Data listing:
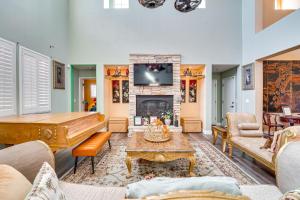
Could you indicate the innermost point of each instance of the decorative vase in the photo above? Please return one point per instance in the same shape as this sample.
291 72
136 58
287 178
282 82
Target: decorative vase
168 122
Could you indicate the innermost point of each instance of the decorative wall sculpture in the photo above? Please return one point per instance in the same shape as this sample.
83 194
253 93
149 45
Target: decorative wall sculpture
125 91
183 90
116 91
58 75
193 91
248 77
281 85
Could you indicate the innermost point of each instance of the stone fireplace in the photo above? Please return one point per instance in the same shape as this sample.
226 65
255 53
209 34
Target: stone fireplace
142 99
153 105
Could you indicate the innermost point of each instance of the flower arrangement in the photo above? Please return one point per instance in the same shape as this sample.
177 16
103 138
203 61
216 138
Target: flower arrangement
167 117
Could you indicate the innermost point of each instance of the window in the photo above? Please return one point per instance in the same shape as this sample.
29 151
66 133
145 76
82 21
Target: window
7 78
93 91
287 4
202 4
35 84
118 4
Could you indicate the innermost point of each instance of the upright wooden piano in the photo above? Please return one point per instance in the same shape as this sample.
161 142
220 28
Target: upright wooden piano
58 130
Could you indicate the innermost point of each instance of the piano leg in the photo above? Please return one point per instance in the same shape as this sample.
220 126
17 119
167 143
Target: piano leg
109 144
93 169
76 160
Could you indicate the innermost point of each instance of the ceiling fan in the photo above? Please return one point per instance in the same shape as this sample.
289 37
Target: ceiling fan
186 5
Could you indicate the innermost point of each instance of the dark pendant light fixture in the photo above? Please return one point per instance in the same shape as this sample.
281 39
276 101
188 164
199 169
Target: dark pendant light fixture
152 3
187 5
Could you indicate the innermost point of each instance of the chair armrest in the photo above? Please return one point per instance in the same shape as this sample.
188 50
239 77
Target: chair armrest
28 158
289 134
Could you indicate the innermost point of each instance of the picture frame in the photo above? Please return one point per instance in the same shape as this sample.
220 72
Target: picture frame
137 120
59 75
153 119
116 91
183 90
286 111
125 91
193 91
248 77
145 121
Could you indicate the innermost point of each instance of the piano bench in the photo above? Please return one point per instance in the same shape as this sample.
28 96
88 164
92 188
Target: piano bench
91 147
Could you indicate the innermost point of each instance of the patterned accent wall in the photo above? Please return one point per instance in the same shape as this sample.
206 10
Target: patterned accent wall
281 85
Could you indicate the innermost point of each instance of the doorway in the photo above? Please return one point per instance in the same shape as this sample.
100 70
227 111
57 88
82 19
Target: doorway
228 96
87 95
224 91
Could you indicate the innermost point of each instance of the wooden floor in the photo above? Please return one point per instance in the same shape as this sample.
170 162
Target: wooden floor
64 160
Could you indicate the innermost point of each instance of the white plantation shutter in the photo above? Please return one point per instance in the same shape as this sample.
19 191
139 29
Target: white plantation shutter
35 82
7 78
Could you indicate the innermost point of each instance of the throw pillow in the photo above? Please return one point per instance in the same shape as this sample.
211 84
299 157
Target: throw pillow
251 133
163 185
291 195
267 144
46 185
13 185
248 126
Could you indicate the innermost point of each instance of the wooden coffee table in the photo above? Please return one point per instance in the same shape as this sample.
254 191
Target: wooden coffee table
177 147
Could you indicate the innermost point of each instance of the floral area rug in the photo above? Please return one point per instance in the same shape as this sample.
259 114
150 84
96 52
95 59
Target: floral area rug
111 170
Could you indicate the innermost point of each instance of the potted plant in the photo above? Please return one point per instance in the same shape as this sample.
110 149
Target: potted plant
167 116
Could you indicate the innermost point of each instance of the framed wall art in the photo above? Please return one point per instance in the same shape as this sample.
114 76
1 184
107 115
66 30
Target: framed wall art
116 91
58 75
193 91
137 120
248 79
125 91
183 90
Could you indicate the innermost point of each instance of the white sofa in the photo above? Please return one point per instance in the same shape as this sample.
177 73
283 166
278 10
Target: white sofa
27 158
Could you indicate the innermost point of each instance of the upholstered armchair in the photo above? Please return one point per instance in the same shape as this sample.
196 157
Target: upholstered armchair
253 145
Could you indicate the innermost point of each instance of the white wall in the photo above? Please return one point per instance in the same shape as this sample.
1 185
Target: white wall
205 36
38 24
278 37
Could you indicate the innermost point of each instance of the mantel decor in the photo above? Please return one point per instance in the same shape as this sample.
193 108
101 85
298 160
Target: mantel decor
157 132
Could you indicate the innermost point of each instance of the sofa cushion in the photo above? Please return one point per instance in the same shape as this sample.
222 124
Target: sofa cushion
254 144
13 185
46 185
251 133
291 195
248 126
261 192
164 185
81 192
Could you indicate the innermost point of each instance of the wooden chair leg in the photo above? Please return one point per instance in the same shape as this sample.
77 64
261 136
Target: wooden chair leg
93 169
109 144
76 160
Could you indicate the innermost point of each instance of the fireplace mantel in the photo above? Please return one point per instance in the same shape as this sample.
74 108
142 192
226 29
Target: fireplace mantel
173 90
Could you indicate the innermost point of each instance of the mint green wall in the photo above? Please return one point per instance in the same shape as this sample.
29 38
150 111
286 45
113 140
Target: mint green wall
219 76
37 24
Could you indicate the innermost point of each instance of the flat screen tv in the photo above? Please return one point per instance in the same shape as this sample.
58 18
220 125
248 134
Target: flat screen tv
153 74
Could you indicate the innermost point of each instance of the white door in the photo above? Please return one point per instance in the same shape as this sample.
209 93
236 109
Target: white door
214 101
228 96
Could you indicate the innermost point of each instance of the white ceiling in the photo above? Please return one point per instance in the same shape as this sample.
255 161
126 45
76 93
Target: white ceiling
85 67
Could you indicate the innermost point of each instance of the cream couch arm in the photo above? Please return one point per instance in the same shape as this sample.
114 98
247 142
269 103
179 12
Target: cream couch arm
288 167
27 158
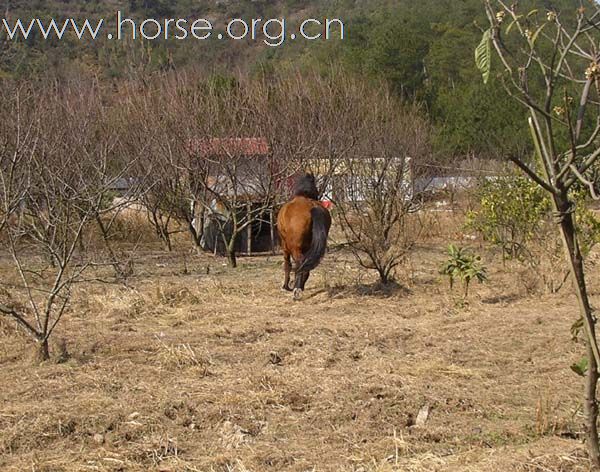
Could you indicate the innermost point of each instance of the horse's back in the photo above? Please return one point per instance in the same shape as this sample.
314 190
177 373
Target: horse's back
294 223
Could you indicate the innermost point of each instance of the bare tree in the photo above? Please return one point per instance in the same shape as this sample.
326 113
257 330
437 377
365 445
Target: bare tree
550 64
65 185
378 188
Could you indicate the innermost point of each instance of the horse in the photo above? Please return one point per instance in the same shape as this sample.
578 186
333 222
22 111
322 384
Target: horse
303 225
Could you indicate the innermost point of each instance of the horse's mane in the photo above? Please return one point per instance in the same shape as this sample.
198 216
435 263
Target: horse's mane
306 187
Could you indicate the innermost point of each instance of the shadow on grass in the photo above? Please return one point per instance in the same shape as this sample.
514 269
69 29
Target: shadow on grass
377 289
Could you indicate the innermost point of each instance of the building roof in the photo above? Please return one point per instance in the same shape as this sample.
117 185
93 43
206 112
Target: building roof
231 146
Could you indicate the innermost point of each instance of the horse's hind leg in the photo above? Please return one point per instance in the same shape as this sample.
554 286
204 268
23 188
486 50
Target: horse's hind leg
299 284
287 268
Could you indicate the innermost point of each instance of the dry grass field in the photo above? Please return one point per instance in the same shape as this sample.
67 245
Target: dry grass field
196 367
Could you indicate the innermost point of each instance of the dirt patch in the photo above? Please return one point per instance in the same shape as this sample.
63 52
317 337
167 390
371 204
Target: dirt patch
223 372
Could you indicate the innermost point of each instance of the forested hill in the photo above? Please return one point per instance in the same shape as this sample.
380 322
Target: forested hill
422 49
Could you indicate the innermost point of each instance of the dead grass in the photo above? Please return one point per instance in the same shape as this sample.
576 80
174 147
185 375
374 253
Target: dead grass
224 373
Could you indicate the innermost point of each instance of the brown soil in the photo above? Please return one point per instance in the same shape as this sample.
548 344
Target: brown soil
224 372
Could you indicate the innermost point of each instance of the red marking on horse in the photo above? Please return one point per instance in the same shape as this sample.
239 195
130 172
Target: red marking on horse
303 225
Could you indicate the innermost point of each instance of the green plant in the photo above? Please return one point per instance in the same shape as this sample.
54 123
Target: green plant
515 215
511 214
465 266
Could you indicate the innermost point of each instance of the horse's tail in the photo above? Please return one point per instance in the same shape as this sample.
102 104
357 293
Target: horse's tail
321 221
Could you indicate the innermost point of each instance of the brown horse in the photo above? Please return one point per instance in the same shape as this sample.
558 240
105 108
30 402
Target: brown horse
303 225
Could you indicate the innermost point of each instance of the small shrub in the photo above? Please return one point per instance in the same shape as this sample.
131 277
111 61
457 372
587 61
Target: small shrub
515 215
464 266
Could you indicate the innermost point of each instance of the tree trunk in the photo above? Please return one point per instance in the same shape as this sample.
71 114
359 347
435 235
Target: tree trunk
575 261
231 257
42 352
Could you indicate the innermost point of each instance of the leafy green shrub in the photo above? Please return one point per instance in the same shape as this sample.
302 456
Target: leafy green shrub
515 215
512 211
465 266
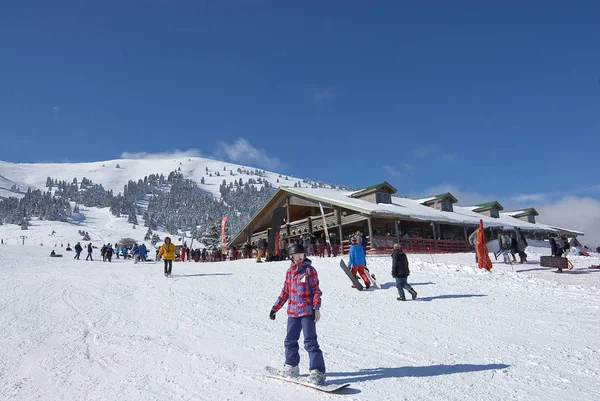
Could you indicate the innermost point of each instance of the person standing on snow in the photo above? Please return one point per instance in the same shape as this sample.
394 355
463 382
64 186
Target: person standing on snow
109 252
400 272
301 291
143 252
167 253
357 261
473 242
90 249
78 250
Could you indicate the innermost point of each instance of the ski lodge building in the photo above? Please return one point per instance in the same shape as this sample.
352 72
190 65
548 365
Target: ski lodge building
433 224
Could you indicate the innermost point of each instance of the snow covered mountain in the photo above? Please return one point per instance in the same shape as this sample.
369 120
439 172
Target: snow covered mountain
114 174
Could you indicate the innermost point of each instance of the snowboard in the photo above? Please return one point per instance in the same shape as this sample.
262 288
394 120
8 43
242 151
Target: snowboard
348 272
372 278
301 380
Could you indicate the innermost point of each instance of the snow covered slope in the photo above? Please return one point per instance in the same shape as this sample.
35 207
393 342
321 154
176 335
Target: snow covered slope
111 177
102 226
76 330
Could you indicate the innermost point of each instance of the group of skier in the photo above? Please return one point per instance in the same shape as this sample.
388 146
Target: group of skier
138 253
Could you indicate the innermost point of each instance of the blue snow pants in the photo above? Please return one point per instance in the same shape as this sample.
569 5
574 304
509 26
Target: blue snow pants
307 326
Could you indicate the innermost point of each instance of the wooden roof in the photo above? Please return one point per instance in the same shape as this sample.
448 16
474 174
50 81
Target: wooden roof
383 186
524 212
437 198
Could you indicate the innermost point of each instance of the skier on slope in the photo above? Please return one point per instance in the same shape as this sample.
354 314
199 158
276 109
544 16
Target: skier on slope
400 272
78 250
357 261
90 249
167 252
301 291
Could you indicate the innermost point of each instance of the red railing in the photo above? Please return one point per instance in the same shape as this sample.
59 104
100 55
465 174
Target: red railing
420 245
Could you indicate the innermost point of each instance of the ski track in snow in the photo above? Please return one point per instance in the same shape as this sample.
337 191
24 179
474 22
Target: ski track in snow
76 330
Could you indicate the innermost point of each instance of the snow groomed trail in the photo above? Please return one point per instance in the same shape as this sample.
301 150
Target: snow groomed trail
76 330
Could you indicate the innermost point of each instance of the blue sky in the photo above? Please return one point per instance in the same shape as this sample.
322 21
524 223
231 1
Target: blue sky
490 99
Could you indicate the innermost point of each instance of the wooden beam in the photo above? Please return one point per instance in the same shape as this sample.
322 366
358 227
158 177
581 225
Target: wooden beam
370 231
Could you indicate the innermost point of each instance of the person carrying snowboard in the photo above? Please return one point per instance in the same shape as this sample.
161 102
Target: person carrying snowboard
167 253
357 261
401 272
302 293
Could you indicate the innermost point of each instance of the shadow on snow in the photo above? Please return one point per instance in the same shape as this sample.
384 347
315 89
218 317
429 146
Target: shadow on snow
201 274
409 371
451 296
392 284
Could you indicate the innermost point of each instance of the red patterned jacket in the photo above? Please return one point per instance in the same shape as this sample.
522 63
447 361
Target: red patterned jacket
301 290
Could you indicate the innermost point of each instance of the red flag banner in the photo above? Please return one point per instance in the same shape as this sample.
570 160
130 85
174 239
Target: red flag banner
483 256
223 237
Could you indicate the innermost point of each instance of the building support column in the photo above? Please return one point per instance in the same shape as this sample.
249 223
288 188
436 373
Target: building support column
287 220
339 221
370 231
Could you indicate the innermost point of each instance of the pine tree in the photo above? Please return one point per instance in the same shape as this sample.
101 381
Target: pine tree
212 237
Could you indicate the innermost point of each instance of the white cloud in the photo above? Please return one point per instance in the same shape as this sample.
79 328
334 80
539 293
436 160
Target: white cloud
552 196
241 151
175 154
576 213
324 94
422 152
392 170
448 157
404 170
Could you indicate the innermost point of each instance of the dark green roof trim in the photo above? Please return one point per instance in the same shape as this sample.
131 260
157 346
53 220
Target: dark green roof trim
488 205
374 187
441 197
525 212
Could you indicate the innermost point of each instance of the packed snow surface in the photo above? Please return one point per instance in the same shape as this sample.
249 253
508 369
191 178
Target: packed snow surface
77 330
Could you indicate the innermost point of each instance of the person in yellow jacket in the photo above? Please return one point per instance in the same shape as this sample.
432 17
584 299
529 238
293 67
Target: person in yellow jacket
167 253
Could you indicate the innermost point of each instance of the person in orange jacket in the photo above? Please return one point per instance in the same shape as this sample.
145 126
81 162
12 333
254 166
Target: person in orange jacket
167 253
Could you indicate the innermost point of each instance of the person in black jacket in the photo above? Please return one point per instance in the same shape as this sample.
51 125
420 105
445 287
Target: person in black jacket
401 272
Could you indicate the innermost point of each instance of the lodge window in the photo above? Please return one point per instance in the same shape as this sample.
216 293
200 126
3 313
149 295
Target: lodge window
382 197
447 207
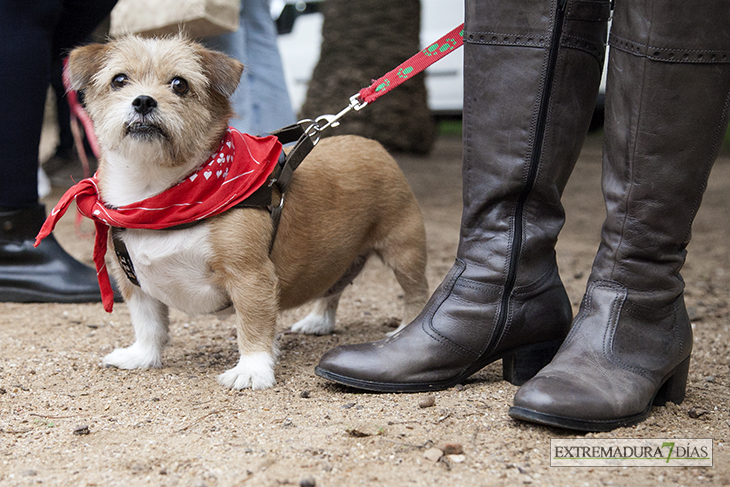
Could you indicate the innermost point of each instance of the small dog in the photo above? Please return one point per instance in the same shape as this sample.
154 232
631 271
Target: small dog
160 108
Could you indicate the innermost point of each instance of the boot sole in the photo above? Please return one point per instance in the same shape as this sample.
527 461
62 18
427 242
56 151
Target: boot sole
518 366
14 295
672 389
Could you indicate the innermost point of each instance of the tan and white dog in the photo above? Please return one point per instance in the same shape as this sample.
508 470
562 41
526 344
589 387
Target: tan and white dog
160 108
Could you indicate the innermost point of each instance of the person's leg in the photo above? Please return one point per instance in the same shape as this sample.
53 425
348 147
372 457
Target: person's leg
26 40
261 101
46 273
531 73
270 104
666 112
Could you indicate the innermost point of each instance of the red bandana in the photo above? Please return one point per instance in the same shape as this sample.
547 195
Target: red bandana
240 166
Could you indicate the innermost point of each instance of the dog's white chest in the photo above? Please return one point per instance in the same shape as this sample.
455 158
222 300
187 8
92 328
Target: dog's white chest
173 267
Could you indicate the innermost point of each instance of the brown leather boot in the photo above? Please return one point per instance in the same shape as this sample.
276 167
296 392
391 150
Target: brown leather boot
531 73
667 100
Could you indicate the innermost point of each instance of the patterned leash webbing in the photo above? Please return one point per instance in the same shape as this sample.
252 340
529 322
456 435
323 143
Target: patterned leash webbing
417 63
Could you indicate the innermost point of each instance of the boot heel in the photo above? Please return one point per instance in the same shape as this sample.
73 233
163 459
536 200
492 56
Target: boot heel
674 388
524 363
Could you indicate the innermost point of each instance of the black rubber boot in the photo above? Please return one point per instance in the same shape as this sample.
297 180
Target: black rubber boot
43 274
531 72
667 109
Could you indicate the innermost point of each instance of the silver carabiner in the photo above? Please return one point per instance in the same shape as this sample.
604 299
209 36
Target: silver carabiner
323 122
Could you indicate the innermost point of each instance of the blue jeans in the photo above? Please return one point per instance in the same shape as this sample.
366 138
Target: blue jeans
261 101
32 33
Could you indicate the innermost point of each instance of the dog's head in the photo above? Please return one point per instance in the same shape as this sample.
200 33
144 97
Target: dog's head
165 98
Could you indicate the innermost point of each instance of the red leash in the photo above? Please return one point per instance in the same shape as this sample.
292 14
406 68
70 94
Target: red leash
405 71
417 63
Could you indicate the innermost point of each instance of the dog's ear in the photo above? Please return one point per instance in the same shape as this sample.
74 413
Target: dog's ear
83 63
223 72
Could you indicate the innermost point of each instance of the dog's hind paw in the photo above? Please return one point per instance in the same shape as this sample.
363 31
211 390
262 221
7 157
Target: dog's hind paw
254 371
314 324
134 357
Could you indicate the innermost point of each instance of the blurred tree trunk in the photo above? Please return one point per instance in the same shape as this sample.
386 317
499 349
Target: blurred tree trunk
361 41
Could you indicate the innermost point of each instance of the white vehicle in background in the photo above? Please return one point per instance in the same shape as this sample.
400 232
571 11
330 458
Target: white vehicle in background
300 38
300 28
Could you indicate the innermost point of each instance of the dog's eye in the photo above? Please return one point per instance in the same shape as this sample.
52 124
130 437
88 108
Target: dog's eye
179 86
119 81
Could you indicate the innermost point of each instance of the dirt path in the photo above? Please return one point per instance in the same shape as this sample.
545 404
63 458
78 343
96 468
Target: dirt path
177 426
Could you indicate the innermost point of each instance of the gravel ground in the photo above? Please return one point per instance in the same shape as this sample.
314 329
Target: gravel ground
65 420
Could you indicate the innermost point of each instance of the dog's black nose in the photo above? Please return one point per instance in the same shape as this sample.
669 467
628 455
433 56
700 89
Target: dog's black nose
144 104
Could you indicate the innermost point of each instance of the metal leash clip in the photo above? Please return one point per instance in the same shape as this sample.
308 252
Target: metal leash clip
323 122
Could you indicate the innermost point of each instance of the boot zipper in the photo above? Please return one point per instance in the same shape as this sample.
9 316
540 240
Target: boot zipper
532 173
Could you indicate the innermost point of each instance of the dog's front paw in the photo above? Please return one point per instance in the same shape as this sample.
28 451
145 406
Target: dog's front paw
134 357
254 370
315 324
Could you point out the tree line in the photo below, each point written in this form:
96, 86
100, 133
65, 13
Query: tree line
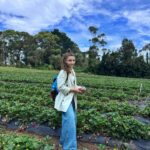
22, 49
46, 48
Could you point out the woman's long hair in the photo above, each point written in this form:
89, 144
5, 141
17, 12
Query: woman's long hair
64, 65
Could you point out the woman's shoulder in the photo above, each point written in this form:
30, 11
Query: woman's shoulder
62, 71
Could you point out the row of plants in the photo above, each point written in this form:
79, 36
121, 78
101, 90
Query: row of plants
103, 109
35, 103
24, 142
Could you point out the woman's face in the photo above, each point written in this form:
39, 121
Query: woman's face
70, 61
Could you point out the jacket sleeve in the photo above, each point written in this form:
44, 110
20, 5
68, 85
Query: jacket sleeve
62, 76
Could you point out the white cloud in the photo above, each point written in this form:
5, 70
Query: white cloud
139, 20
34, 15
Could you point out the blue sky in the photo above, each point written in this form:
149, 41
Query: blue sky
118, 19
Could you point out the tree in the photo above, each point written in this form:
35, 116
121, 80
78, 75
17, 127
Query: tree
96, 42
65, 42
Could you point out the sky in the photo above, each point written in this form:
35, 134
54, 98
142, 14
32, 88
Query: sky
118, 19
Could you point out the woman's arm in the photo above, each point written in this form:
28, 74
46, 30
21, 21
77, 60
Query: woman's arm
61, 79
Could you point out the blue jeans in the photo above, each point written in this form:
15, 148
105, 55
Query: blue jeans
68, 138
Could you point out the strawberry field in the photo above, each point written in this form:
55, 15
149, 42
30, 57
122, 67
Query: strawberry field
112, 106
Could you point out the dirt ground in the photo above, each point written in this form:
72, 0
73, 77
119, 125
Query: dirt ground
55, 140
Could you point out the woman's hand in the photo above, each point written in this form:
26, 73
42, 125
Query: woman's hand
76, 90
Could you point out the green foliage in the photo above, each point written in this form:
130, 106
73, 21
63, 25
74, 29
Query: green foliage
22, 142
102, 110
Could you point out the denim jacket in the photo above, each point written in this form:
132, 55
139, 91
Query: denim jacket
64, 97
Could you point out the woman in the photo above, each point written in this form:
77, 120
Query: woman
66, 101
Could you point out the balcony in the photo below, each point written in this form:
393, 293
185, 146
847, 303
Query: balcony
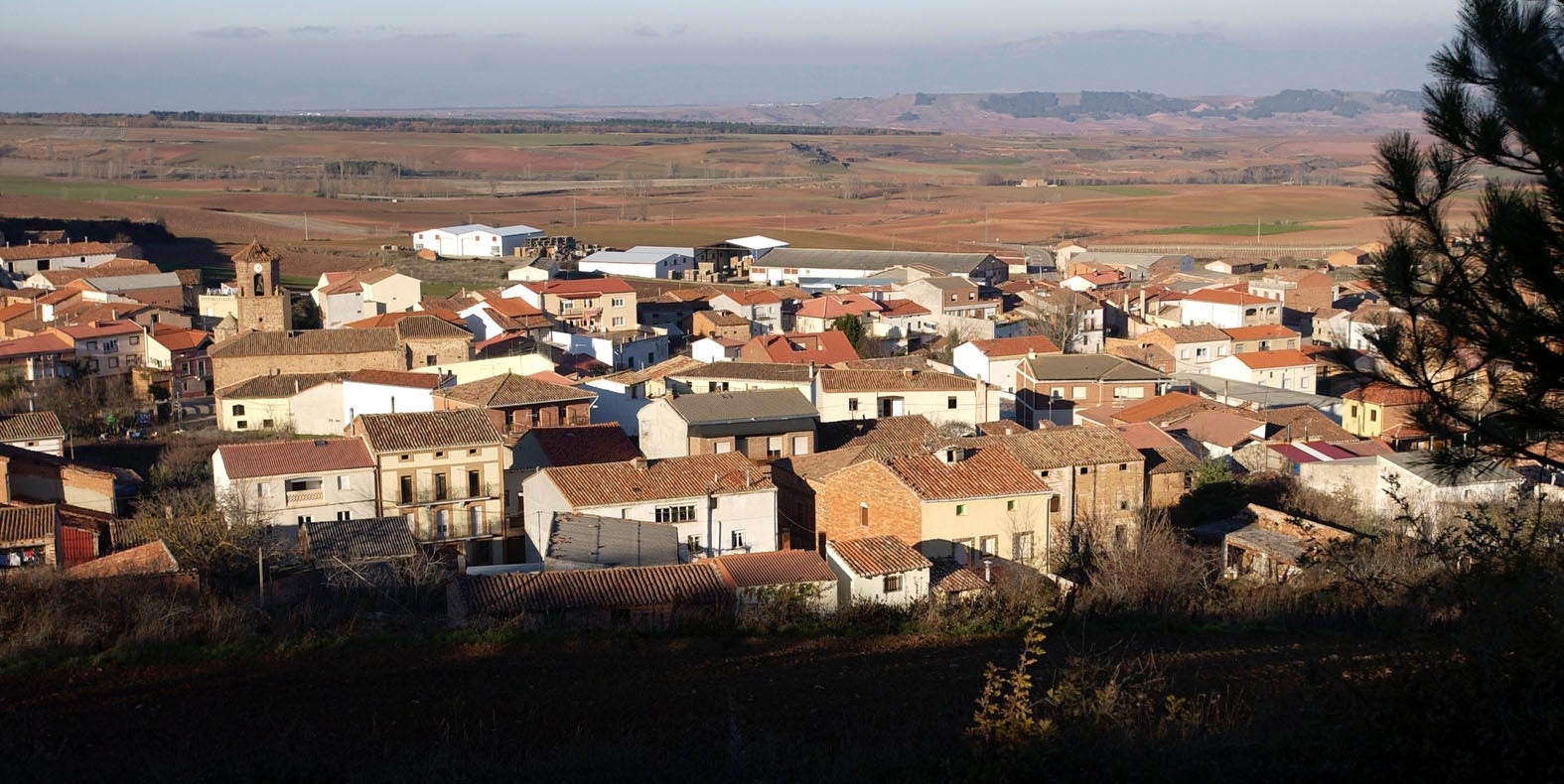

__Task requirements__
Pick out each line of the entries that contains the string "bare", and copy those lines.

__Answer in full__
Could you indicate the innermost point of each instance of the bare tree in the photo above? Please return one point per instance in the same shape as this sample.
Target: bare tree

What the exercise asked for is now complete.